Texto de leitura ▸
Peace enforcement

Via de combate ao narcotráfico

 e

da

 imposição da Paz na Guiné-Bissau

 

 

Fernando Casimiro (Didinho)

didinho@sapo.pt

01.06.2010

Fernando Casimiro (Didinho)Artigo enviado para publicação e assinado por "Candjura Panta". Por saber quem se trata e por me ter sido solicitado, assumo total responsabilidade pelo artigo em questão, por razões que se prendem com a salvaguarda da integridade física do autor, que reside em Bissau, onde exerce a sua actividade profissional.

 

Peace enforcement

Via de combate ao narcotráfico

 e

da

 imposição da Paz na Guiné-Bissau


Estou a escrever sob o pseudónimo Candjura Panta, por não ter condições de livre expressão e ter a minha vida sob risco por alegada traição aos poderes constituídos ilegitimamente na Guiné-Bissau.

Mas o que se segue tem de ser dito e escrito!

Tarefas propostas ▸
1. No texto sobre o narcotráfico na Guiné-Bissau, que pseudónimo assina o artigo?
2. No texto sobre o narcotráfico na Guiné-Bissau, troque "pseudónimo" por "nome falso" no trecho que começa em "Estou a escrever" e termina em "ilegitimamente na Guiné-Bissau.".
3. Dê continuidade ao texto sobre o combate ao narcotráfico na Guiné-Bissau a partir da última frase apresentada.

Dados registados ▸
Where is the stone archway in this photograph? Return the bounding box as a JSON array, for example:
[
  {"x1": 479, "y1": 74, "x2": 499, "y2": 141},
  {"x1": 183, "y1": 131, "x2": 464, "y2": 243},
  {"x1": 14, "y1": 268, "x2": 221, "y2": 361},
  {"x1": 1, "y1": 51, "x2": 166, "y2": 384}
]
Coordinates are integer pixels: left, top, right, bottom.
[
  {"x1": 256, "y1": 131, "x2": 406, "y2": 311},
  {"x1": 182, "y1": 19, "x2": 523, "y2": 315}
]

Resultados ▸
1. Candjura Panta.

2.
Estou a escrever sob o nome falso Candjura Panta, por não ter condições de livre expressão e ter a minha vida sob risco por alegada traição aos poderes constituídos ilegitimamente na Guiné-Bissau.

3.
S

ão já decorridos 65 anos que, com hombridade, os povos das Nações Unidas decidiram pela paz e pela segurança internacionais e, para esse fim, tomar medidas colectivas eficazes para prevenir e afastar ameaças à paz. Como e também, há 62 anos, em prol da dignidade humana, proclamava-se universalmente que “Toda pessoa tem direito a uma ordem social e internacional em que os direitos e  liberdades estabelecidos na Declaração Universal dos Direitos Humanos possam ser plenamente realizados”.

No mundo e em África, criaram-se novas expectativas sobre as questões de paz e segurança internacional, aquando a assunção de Ban Ki-moon, em Janeiro de 2007, se comprometeu em fortalecer o trabalho da ONU e o papel das missões de paz no mundo.

Ora, na Guiné-Bissau, fundamentadamente, a ONU actua no sentido de administrar as incessantes crises e solucionar problemas específicos e adstritos.

M

as, aqui chegados, é caso para se perguntar se, num país de mais de uma década em permanente convulsão, desejoso de Paz e Segurança, qual o objectivo dum Escritório Integrado das Nações Unidas, supostamente concebido para um mandato de “Apoio à Consolidação da Paz na Guiné-Bissau (UNIOGBIS)”, no momento em que o país não oferece condições propícias para receber acções de reconstrução institucional (peace building) e, ao invés, dever-se-ia promover tentativas de governabilidade básica do país?

Ou será que para se consolidar a Paz não será necessário accioná-la em primeiro lugar?

Não bastaria aos Guineenses os Programas, Fundos e Agências das Nações Unidas que têm actuado activamente na promoção do desenvolvimento económico e social?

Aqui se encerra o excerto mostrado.